TASK OBJECTIVE
Pull every line containing the word "white" from the records.

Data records
──────────
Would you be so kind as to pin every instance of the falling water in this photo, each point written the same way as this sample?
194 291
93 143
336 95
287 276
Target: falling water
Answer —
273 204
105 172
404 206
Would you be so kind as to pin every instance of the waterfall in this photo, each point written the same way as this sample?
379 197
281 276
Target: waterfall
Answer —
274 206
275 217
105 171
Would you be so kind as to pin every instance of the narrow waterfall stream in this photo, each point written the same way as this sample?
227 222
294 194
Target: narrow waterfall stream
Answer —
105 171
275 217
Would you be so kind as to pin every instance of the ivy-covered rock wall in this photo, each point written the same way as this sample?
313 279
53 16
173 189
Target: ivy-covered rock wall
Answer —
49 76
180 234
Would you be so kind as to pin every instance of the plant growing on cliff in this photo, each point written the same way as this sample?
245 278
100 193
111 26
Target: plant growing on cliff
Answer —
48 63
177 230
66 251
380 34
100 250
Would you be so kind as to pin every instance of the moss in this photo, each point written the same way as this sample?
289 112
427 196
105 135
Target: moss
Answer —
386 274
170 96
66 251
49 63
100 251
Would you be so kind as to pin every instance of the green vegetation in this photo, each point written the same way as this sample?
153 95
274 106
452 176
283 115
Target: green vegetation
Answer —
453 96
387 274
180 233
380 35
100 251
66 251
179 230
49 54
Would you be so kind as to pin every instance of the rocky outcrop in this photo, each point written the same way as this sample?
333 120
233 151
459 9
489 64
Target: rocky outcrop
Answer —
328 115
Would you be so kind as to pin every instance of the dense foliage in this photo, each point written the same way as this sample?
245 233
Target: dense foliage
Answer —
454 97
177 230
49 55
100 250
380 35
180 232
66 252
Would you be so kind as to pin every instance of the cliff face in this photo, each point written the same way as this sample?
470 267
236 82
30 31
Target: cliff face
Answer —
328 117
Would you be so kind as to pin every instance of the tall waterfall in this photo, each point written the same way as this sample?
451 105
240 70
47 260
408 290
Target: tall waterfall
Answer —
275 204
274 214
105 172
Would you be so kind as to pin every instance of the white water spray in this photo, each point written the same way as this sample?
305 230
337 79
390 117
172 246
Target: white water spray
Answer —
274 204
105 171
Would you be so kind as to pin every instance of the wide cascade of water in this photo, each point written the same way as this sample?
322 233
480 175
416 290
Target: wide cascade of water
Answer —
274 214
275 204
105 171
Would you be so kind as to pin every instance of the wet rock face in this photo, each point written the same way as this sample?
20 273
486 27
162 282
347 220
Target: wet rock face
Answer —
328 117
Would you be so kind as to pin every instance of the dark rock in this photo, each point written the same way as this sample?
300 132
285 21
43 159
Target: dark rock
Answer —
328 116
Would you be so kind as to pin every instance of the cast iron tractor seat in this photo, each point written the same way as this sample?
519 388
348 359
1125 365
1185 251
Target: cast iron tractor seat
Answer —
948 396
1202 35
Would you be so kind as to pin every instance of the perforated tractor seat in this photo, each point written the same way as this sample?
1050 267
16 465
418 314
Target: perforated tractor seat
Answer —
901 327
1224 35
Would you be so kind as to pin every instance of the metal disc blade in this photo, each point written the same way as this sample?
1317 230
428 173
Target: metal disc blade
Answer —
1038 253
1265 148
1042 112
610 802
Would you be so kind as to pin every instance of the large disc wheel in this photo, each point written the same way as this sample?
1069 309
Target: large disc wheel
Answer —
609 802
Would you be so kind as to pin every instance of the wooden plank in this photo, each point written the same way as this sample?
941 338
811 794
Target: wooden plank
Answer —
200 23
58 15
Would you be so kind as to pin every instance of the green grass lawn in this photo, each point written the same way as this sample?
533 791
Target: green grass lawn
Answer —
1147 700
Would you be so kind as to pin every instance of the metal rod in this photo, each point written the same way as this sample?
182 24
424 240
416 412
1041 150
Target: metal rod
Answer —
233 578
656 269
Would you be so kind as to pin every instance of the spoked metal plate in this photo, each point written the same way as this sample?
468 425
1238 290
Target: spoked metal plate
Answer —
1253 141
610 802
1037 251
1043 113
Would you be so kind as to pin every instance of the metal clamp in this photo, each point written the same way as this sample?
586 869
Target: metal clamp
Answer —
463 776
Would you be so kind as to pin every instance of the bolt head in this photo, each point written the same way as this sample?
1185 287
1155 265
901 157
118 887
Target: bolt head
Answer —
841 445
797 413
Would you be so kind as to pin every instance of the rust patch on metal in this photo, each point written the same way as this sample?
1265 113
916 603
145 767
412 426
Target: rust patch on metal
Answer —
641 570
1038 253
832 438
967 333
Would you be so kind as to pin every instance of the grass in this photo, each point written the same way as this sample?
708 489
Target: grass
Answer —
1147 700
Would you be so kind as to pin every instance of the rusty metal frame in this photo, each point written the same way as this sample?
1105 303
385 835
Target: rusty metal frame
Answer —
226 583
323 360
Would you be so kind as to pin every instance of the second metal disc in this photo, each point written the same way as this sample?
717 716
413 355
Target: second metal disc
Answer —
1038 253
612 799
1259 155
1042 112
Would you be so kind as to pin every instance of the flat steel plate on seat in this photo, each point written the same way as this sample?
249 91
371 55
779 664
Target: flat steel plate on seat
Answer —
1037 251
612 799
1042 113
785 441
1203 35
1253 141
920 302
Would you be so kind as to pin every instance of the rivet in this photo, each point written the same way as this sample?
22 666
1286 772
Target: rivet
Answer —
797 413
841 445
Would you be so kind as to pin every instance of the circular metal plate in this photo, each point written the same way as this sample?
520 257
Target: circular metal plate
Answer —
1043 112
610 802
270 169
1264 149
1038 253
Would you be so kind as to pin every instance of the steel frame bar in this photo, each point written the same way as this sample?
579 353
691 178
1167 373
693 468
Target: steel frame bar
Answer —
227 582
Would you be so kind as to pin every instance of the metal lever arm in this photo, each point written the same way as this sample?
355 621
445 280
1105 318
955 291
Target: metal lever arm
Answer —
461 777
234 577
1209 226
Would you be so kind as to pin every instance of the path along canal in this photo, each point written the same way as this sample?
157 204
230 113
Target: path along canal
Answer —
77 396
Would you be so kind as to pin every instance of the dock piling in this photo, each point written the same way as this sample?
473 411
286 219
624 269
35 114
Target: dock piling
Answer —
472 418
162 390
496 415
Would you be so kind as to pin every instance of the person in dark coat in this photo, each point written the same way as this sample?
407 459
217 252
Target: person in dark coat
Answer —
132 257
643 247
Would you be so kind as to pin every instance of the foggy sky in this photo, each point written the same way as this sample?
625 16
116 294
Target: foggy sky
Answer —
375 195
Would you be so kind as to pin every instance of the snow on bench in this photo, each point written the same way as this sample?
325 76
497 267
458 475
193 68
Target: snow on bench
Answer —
──────────
FINISHED TASK
Would you be so kind as to pin every instance of the white water spray in this photo, each point written the same way as this sample?
Target: white water spray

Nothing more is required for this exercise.